Extract verbatim every line from the one containing "Objective: locate each instance of the white interior" to the final line of the records below, inclusive, and exclude all pictures.

--- Data for this exercise ---

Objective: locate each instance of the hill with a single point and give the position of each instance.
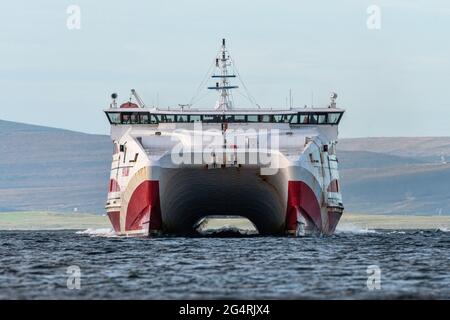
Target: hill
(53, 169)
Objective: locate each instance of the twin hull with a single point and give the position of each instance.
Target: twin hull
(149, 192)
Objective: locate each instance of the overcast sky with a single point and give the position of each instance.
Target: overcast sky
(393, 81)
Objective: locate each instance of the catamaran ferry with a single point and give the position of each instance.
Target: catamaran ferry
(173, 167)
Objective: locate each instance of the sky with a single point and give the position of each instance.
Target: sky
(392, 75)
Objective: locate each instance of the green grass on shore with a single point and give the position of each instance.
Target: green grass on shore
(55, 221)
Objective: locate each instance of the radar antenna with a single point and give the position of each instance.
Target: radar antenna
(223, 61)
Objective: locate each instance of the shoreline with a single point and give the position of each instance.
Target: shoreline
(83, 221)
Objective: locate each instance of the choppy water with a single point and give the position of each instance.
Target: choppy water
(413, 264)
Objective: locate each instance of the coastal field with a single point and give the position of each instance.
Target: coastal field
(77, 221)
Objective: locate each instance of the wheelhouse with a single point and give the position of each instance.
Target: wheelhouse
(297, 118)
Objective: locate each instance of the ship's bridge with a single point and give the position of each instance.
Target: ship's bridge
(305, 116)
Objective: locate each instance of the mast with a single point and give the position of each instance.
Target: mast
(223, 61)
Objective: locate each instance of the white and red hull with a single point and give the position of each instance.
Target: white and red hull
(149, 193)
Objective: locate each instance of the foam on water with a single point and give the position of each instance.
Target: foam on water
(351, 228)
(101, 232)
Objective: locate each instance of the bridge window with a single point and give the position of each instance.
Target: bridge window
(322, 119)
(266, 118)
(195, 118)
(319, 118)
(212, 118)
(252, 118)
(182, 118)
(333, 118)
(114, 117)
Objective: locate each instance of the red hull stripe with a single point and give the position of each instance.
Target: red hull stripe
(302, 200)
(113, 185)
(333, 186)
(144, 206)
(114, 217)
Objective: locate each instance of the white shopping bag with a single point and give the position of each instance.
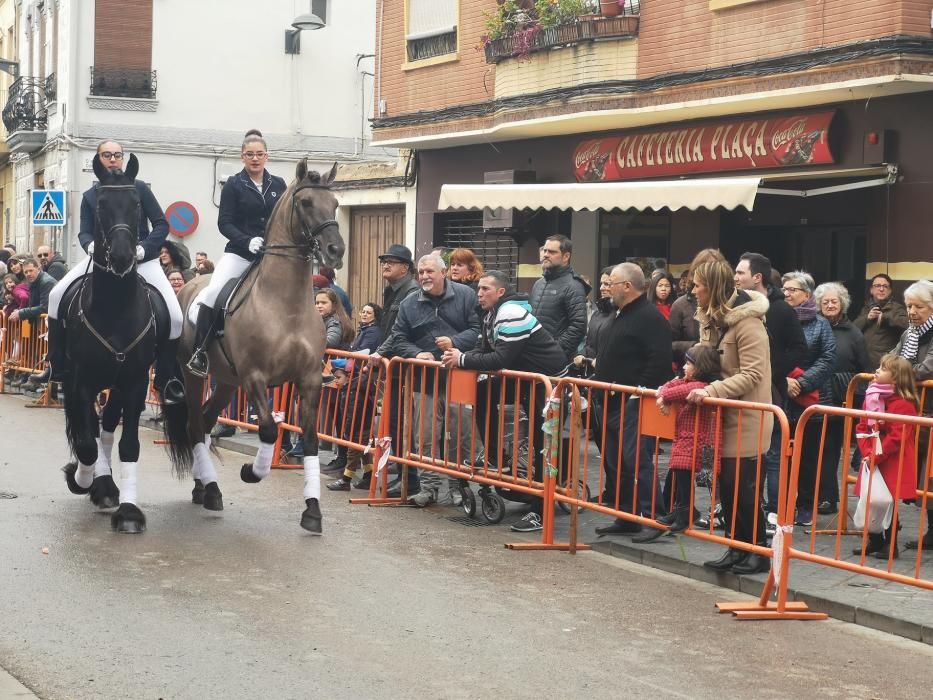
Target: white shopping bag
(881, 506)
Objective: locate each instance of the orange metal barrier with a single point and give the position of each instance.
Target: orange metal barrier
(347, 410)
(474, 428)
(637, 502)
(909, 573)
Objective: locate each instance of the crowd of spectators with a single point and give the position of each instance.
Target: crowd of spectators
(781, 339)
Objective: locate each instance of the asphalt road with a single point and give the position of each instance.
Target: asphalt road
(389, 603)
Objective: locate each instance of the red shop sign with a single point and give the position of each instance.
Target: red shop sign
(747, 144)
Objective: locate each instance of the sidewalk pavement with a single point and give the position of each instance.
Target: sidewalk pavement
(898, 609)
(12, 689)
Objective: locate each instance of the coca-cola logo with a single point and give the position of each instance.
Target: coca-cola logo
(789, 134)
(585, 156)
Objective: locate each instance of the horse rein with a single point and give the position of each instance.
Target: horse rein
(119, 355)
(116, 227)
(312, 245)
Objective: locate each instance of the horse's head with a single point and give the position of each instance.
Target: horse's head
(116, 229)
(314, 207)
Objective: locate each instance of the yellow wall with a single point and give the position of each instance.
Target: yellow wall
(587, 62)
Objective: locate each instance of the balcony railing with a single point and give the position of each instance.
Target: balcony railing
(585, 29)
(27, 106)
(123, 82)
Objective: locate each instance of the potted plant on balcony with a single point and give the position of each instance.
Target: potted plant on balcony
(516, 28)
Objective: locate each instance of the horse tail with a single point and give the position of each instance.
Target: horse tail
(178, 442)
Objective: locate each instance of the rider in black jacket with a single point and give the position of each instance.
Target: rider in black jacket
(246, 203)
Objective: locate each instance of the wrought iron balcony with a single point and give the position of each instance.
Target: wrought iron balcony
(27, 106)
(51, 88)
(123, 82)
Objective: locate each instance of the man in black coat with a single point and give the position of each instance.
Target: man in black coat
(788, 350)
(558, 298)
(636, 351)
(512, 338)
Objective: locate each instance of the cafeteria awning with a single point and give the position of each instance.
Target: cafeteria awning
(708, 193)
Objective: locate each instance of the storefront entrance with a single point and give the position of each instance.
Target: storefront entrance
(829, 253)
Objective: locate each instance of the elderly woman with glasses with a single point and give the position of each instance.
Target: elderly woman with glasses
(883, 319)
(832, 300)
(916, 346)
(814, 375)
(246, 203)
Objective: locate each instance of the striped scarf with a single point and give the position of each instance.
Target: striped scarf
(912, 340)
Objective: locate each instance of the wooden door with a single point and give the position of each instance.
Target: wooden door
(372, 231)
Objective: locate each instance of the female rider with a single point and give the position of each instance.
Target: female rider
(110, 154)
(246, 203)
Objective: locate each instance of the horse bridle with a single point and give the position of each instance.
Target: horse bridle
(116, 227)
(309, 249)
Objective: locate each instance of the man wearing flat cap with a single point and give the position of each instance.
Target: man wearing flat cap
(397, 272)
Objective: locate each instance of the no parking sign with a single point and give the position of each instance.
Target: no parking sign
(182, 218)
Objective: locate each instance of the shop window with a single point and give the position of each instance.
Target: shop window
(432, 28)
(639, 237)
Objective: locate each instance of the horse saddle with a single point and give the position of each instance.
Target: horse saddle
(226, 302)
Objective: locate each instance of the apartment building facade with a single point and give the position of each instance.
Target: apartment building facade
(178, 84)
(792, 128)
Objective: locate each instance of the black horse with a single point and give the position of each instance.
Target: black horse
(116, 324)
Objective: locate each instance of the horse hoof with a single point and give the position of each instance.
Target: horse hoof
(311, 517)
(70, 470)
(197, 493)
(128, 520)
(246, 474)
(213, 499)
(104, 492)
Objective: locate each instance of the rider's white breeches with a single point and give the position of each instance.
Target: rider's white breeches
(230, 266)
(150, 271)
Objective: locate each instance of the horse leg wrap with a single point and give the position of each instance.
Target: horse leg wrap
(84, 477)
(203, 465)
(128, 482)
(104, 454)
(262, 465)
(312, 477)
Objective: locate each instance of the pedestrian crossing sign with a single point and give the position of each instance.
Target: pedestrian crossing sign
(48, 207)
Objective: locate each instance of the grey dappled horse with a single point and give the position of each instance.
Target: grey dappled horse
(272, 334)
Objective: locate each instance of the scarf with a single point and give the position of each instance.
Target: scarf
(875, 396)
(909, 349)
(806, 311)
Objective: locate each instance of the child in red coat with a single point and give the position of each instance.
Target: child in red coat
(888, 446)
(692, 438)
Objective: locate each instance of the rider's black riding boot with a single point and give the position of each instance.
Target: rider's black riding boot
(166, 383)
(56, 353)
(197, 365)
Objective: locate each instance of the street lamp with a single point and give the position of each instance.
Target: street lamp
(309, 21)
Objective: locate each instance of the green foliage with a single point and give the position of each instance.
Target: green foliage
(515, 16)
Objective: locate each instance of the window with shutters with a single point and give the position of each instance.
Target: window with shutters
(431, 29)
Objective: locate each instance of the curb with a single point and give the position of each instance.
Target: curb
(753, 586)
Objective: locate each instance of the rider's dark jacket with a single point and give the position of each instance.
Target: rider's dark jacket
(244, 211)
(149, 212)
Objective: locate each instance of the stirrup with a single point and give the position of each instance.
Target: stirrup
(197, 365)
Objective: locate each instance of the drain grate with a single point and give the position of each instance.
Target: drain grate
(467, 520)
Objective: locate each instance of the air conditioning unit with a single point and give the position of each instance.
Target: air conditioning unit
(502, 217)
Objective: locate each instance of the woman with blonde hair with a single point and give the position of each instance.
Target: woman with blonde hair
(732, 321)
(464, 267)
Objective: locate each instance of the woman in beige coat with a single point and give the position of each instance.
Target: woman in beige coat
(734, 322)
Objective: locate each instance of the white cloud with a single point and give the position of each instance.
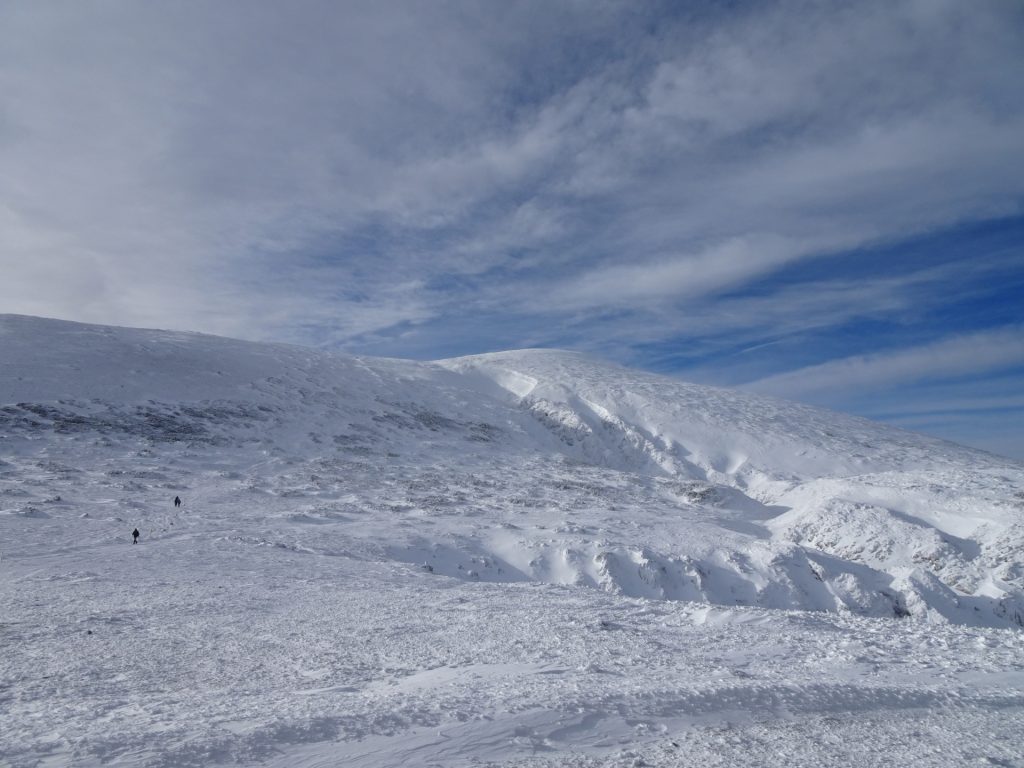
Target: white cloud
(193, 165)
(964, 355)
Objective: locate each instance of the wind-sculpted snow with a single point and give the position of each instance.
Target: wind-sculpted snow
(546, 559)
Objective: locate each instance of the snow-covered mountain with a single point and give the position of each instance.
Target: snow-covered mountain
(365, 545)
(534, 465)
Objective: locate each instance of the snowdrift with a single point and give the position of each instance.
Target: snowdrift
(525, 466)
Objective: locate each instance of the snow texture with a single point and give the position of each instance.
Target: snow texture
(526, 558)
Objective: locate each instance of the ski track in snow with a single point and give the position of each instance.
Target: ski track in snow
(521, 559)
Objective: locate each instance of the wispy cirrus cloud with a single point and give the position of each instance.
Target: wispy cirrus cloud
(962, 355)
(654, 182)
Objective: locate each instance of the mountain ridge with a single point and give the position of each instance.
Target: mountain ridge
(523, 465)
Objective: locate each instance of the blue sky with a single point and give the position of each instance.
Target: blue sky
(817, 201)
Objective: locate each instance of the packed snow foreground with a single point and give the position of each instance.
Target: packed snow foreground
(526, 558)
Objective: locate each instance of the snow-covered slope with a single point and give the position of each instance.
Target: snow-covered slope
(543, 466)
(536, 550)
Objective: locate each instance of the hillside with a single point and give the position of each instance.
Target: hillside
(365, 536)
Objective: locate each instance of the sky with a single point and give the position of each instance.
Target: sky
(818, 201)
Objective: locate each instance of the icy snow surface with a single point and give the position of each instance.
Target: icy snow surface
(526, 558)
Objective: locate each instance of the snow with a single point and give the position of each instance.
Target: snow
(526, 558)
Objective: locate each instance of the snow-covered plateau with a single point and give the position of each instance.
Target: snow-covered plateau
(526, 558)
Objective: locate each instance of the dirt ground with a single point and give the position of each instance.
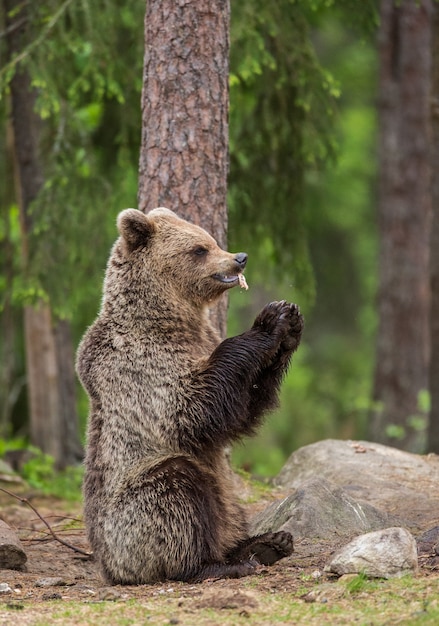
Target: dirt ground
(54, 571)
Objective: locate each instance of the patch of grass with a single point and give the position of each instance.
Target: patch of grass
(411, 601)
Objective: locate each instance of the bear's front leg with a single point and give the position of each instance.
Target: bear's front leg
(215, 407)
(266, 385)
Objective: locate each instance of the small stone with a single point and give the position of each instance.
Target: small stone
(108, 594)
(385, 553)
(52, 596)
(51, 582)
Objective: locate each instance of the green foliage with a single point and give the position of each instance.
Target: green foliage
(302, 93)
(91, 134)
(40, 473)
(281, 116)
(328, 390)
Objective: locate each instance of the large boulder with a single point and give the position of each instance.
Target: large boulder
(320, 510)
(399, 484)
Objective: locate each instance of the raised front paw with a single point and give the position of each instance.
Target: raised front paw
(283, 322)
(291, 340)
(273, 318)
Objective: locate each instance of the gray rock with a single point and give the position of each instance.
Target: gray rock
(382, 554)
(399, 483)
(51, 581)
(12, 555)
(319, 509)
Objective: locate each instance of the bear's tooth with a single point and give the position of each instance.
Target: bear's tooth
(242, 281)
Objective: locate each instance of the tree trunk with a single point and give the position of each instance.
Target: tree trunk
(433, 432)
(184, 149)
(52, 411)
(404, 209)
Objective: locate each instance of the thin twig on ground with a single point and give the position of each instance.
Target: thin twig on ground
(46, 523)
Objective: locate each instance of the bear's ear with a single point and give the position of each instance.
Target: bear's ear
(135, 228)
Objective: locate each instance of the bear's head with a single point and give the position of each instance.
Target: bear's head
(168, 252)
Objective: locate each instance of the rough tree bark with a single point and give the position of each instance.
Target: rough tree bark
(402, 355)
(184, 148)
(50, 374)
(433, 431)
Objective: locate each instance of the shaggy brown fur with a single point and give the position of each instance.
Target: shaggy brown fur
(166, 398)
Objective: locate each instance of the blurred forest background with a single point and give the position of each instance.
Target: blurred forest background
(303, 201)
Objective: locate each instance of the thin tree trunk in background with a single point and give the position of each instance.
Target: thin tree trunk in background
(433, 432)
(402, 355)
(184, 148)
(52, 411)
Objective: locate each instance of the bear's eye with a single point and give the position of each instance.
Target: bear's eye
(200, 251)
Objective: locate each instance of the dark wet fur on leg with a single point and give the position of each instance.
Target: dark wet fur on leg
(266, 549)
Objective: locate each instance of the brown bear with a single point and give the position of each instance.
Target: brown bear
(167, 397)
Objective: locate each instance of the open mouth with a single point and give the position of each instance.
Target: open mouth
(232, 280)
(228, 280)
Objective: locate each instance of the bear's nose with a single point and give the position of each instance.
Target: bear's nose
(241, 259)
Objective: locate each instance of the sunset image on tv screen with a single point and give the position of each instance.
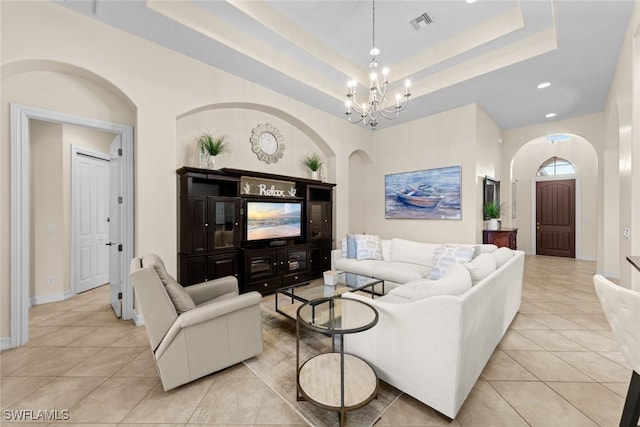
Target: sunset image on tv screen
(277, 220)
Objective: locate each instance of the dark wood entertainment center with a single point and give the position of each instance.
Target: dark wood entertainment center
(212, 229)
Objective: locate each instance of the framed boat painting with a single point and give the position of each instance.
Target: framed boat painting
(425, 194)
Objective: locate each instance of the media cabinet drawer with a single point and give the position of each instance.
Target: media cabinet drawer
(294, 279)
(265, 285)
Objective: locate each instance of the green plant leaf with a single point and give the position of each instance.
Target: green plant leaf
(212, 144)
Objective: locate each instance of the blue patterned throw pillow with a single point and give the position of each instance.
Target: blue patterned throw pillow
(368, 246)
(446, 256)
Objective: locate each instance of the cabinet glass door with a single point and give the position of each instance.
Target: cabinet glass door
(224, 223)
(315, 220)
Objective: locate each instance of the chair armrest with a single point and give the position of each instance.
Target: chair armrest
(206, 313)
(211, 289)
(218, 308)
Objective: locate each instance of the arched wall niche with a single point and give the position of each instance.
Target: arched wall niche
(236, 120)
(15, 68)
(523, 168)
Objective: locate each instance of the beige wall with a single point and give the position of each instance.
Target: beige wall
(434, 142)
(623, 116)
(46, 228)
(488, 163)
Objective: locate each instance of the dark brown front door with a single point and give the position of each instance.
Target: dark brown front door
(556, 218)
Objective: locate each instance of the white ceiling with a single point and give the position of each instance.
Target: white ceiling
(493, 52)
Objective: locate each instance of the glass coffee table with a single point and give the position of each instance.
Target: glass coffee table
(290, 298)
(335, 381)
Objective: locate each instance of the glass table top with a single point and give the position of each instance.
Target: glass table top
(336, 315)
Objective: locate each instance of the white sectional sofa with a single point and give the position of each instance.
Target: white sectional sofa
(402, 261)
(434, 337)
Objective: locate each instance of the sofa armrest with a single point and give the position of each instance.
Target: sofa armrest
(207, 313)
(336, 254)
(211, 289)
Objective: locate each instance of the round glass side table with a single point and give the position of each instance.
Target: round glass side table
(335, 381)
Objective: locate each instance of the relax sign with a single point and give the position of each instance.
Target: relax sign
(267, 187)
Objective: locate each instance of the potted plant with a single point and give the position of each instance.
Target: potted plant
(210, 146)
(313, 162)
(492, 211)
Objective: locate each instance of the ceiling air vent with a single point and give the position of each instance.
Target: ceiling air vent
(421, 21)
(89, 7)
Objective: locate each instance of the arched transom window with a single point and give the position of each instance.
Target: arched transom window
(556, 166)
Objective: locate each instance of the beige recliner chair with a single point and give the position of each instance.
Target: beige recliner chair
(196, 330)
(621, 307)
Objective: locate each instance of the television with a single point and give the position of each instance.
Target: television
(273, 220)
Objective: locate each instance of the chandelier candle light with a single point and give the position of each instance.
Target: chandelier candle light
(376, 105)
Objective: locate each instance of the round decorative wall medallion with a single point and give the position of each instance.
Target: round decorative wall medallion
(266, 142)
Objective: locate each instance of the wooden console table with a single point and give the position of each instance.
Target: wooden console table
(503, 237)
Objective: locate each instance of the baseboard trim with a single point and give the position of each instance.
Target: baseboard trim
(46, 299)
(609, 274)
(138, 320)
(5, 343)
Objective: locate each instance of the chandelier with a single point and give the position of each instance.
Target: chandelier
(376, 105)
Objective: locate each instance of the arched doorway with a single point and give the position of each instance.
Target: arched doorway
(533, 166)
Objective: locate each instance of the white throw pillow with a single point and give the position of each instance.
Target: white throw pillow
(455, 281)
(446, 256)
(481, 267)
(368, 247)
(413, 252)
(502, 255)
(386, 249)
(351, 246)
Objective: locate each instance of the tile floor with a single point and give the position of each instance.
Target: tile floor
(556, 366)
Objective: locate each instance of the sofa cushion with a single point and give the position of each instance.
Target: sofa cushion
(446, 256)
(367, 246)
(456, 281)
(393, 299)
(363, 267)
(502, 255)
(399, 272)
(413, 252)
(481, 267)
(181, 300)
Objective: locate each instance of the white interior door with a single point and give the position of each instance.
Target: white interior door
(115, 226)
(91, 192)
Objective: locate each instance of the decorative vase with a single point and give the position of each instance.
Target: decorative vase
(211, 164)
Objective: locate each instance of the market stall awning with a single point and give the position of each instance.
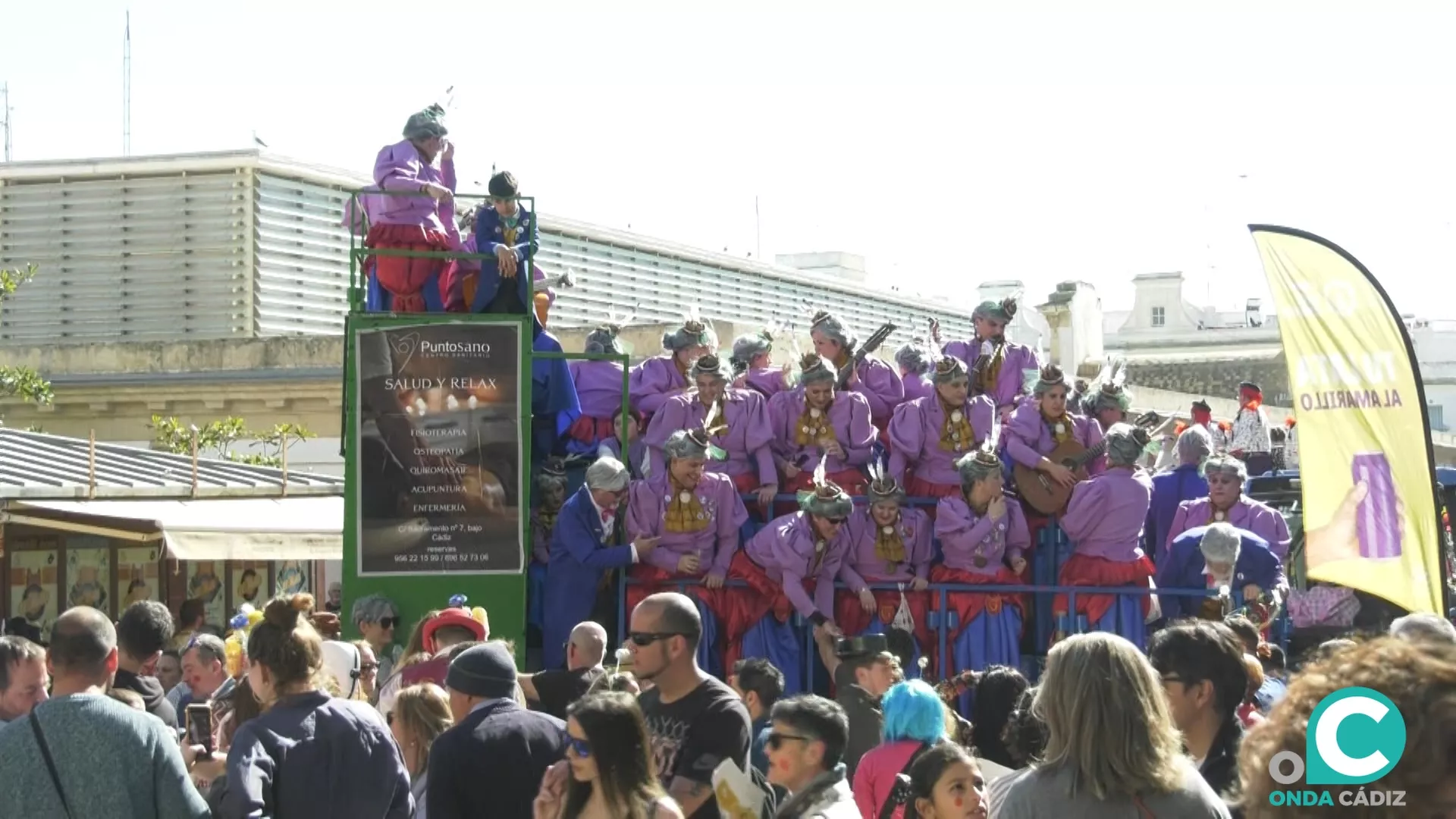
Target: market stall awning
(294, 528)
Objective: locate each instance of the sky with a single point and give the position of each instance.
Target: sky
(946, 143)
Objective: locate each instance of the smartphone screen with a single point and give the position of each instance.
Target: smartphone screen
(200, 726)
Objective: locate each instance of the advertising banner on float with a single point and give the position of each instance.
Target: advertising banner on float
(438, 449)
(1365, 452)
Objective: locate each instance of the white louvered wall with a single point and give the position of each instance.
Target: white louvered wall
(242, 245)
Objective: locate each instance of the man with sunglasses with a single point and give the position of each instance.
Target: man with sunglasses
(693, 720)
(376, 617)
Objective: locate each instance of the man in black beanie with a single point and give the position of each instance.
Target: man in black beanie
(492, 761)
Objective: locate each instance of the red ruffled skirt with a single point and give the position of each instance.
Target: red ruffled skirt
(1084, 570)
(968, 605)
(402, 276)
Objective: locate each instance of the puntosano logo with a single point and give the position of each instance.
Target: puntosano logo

---

Full solution:
Objective: locate each instance of the white interior door with a single point and give the position of each instance.
Target: white interior door
(115, 226)
(91, 192)
Objective: locate each instance of the decorative vase with a single point and give the position of each instance.
Target: decorative vase
(211, 164)
Objective: locate each instance of the market stall awning with a single point and give the position of each instance.
Target: market stall awning
(294, 528)
Objective: locate each instance of the sky with a single point and give the position of each instance.
Target: sky
(946, 143)
Objective: locate each instance of the smartphone screen with a single point and give the position of each instance.
Target: smartphone screen
(200, 726)
Objective: locate each instance of the advertising banner on float with a single point and give the position of each instance.
Target: advertising banner on float
(438, 449)
(1365, 452)
Objective: locate each instance of the white louvered wall with a single point and give the position of each instance.
Target: white louvered wall
(242, 245)
Objective: locate each instance of the man with sunglasses with a single point and give the position of each instance.
Target: man with sunglasses
(693, 720)
(376, 617)
Objective: locate each instance of the man in black beanie with a single point and give the position of each instance.
Target: man in black beanie
(492, 761)
Objective: locate each instance of the red ruffled skirt with a single point and give the position of each instance.
Target: red ruffled skirt
(1084, 570)
(968, 605)
(402, 276)
Objective: locate each instance of the puntosano logo with a single point and give the position of each instance.
Target: puntosano logo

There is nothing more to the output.